Problem statement:
Begin at the line that contains "of the black" and repeat every line from there to the end of the records below, inclusive, without adding any other line.

Dataset records
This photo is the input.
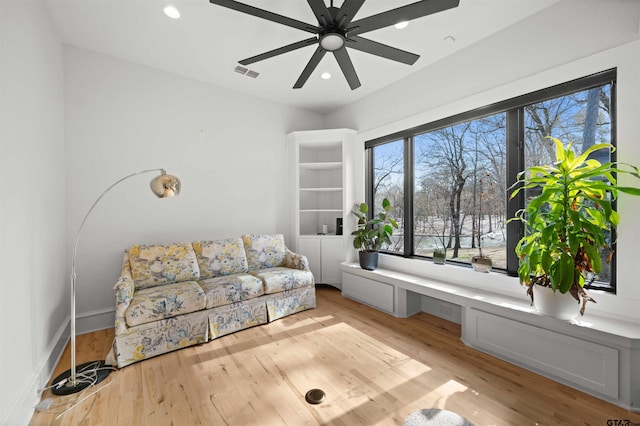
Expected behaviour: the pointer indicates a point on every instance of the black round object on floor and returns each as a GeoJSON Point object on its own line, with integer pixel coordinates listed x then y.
{"type": "Point", "coordinates": [87, 374]}
{"type": "Point", "coordinates": [315, 396]}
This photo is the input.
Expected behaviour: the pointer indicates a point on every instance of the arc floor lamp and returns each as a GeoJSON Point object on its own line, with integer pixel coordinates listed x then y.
{"type": "Point", "coordinates": [90, 373]}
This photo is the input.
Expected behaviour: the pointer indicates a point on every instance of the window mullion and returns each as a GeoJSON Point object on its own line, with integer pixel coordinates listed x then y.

Solution to the exercise:
Expected behaviour: the pointer indicates a point on every instance of the black round object on floor and returns each as a GeoJSON Point object on its own line, with integer pixel coordinates listed x then y.
{"type": "Point", "coordinates": [87, 374]}
{"type": "Point", "coordinates": [315, 396]}
This photo is the input.
Expected behaviour: the pointer indicates a point on every instance of the arc floor lamp and returns each as a GeoJSON Point object on its own line, with integer pixel coordinates listed x then y.
{"type": "Point", "coordinates": [90, 373]}
This photo is the input.
Expected behaviour: the pointer indicates a point on every instance of the window mullion and returns each as a GeoJSON Point object on its own line, with integer pixel coordinates listed x then y.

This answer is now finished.